[Document section]
-- Opening Marker --

EUROPE/SPAIN - Spain is the ninth country to allow therapeutic cloning: “Human cloning, whatever the end, is always and from every point of view anti-ethical and deplorable. We stand before an unimaginable path and sadly we do not know where it will lead us ”

Friday, 15 June 2007

Madrid (Agenzia Fides) - The Spanish parliament approved on 14 June a Law on bio-medical research which encourages and regulates “therapeutic cloning” in view of the supposed 'benefits' and 'improvement' of public health. Spain is the fourth country in Europe to allow therapeutic cloning and the ninth in the world after United Kingdom, Belgium, Sweden, Japan, Australia, Israel, South Korea and Singapore. The final text was voted by all the parties except the Popular Party which voted against certain "grave errors and significant voids".
Experts in the field have said that there are no scientific reasons to justify human cloning. The president of the Spanish Family Forum Benigno Blanco, said the law marks an " ethical retrocession totally open to challenge" because it renders to human embryo "mere material" for investigation. "I think the law is profoundly negative because Spain will be one of the countries in the world where the life of the human person in its stage of development is less protected" said Blanco, adding that the law puts the " interests of pharmacological investigation and biomedical technology before the ethical consideration to protect the human embryo". He concluded the law "is a step backwards" from the bio-ethical point of view.

-- Closing Marker --

[Data items]
-- Opening Marker --

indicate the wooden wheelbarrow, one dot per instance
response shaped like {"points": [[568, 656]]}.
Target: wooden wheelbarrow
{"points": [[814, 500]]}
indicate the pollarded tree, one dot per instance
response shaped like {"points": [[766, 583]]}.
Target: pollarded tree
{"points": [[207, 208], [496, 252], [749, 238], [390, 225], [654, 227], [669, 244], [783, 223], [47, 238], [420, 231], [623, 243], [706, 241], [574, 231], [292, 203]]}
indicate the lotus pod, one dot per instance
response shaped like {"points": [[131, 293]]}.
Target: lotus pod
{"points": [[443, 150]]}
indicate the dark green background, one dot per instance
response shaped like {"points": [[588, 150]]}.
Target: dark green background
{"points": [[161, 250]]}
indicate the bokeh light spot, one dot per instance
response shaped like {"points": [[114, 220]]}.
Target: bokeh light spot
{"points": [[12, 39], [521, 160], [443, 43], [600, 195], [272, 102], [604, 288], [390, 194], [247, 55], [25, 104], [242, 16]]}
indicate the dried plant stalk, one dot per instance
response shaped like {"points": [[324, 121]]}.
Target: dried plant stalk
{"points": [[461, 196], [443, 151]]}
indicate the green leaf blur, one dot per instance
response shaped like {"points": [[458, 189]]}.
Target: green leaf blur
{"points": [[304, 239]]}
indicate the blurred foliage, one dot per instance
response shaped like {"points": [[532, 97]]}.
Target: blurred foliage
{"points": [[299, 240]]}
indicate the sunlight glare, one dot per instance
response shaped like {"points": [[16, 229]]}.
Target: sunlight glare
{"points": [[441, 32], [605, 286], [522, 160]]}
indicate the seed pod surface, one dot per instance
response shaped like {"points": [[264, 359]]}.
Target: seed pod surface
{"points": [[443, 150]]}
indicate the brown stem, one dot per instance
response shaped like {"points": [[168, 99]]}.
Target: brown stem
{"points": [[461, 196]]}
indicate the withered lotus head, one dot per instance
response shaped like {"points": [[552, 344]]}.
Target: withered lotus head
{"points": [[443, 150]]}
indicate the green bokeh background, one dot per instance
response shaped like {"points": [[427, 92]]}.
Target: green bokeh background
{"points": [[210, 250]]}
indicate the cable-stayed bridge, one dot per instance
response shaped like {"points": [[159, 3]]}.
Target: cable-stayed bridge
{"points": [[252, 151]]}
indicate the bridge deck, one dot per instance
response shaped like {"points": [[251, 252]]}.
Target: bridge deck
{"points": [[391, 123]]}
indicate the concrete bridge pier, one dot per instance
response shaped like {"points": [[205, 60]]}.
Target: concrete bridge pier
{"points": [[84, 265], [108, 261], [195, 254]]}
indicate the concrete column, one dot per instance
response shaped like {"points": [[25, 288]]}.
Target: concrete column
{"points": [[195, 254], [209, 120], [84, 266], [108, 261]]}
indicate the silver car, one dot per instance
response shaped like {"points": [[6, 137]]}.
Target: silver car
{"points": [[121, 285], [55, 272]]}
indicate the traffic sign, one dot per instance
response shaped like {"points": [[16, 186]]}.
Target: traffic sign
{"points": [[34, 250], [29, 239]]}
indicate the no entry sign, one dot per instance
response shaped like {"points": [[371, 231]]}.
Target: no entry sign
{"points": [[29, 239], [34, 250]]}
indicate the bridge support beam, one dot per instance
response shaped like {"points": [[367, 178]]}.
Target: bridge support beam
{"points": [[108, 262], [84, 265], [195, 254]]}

-- Closing Marker --

[Exercise]
Reproduce in full, word for word, the news report on Spain's therapeutic cloning law. The lines above play no part in this work.

[Response to the task]
EUROPE/SPAIN - Spain is the ninth country to allow therapeutic cloning: “Human cloning, whatever the end, is always and from every point of view anti-ethical and deplorable. We stand before an unimaginable path and sadly we do not know where it will lead us ”

Friday, 15 June 2007

Madrid (Agenzia Fides) - The Spanish parliament approved on 14 June a Law on bio-medical research which encourages and regulates “therapeutic cloning” in view of the supposed 'benefits' and 'improvement' of public health. Spain is the fourth country in Europe to allow therapeutic cloning and the ninth in the world after United Kingdom, Belgium, Sweden, Japan, Australia, Israel, South Korea and Singapore. The final text was voted by all the parties except the Popular Party which voted against certain "grave errors and significant voids".
Experts in the field have said that there are no scientific reasons to justify human cloning. The president of the Spanish Family Forum Benigno Blanco, said the law marks an " ethical retrocession totally open to challenge" because it renders to human embryo "mere material" for investigation. "I think the law is profoundly negative because Spain will be one of the countries in the world where the life of the human person in its stage of development is less protected" said Blanco, adding that the law puts the " interests of pharmacological investigation and biomedical technology before the ethical consideration to protect the human embryo". He concluded the law "is a step backwards" from the bio-ethical point of view.